• **Page excerpt**
§

Parenting by the Books: ‘Little Women’
The horrors of marriage and sleep training.
There is probably no more important text about early parenthood than the chapter in Little Women titled “On the Shelf.” It’s up there with the best of creative representations of mothers and babies, such as Rosemary’s Baby or The Babadook. Because, oh, yes, “On the Shelf” is its own little horror flick. The Dovecote — as Laurie has christened Meg and John Brooke’s tiny marital home — is a claustrophobic nightmare out of Poe, the babies Demi and Daisy cherubic tiny cannibals, Meg a new mother at her wit’s end, and John Brooke The Husband-Father whose out-of-touchness sends chills down my spine.
Perhaps you don’t remember this chapter’s gothic horror. “On the Shelf” is the last chapter devoted exclusively to Meg’s storyline (Demi and Daisy get their own later, and Meg pops up here and there, but this is Meg’s swan song) and it is about two things: sleep training and maternal libido. What’s the problem? Meg isn’t paying attention to her husband, not at 3-months post-twins-partum, not at six months, and not even now, at a year. John has taken to spending his evenings at “Mrs. Scott’s” (!!!) where “the parlor was always bright and attractive, the chess-board ready, the piano in tune, plenty of gay gossip, and a nice little supper set forth in tempting style,” rather than at his own home where Meg is always hushing him, his sleep is “broken by infant wails and visions of a phantom figure pacing noiselessly to and fro” — the “captive mamma” in “the sacred precincts of Babydom.”

§

• **Entries supplied**
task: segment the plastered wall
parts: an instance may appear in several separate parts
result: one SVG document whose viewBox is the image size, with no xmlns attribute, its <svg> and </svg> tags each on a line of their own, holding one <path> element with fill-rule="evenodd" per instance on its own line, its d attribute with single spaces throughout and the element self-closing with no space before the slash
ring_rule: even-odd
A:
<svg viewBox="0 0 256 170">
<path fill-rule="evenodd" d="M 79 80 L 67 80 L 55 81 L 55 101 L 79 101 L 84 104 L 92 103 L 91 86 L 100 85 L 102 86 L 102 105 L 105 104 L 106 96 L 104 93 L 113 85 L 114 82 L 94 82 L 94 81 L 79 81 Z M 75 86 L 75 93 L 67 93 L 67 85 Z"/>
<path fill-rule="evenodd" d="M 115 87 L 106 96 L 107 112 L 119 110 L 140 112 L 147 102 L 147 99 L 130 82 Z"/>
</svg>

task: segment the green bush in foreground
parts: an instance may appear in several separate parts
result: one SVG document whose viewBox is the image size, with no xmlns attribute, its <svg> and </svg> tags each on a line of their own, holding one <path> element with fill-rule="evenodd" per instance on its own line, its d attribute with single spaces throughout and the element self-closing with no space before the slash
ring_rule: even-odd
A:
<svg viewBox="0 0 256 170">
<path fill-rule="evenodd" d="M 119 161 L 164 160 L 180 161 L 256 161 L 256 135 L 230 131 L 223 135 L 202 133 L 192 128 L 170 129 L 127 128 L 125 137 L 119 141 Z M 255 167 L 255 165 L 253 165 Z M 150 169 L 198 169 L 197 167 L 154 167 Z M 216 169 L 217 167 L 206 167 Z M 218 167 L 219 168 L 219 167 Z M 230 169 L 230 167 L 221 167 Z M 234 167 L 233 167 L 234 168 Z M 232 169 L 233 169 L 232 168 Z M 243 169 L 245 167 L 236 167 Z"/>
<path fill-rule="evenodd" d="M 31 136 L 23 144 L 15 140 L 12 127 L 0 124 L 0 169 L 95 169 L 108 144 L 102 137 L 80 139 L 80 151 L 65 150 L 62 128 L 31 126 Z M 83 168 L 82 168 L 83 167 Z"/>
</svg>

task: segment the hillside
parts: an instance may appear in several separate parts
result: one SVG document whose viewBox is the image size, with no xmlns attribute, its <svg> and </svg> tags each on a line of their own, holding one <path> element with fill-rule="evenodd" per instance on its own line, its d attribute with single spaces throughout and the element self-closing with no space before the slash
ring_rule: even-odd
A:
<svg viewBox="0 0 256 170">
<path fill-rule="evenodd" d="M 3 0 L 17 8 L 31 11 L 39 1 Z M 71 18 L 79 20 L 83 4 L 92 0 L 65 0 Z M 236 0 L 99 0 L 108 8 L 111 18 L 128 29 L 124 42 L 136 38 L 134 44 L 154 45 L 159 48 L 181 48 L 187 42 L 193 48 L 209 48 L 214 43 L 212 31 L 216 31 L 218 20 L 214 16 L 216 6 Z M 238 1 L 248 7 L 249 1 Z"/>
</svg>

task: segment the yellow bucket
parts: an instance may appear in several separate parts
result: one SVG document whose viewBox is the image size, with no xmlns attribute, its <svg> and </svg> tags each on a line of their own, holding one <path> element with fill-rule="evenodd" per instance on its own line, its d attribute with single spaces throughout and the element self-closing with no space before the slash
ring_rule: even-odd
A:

§

• **Assignment 1**
From the essay on Little Women, return everything from "There is probably" down to "down my spine.".
• **Assignment 2**
In the essay on Little Women, what name has Laurie given to Meg and John Brooke's marital home?

• **Expected answer 1**
There is probably no more important text about early parenthood than the chapter in Little Women titled “On the Shelf.” It’s up there with the best of creative representations of mothers and babies, such as Rosemary’s Baby or The Babadook. Because, oh, yes, “On the Shelf” is its own little horror flick. The Dovecote — as Laurie has christened Meg and John Brooke’s tiny marital home — is a claustrophobic nightmare out of Poe, the babies Demi and Daisy cherubic tiny cannibals, Meg a new mother at her wit’s end, and John Brooke The Husband-Father whose out-of-touchness sends chills down my spine.

• **Expected answer 2**
The Dovecote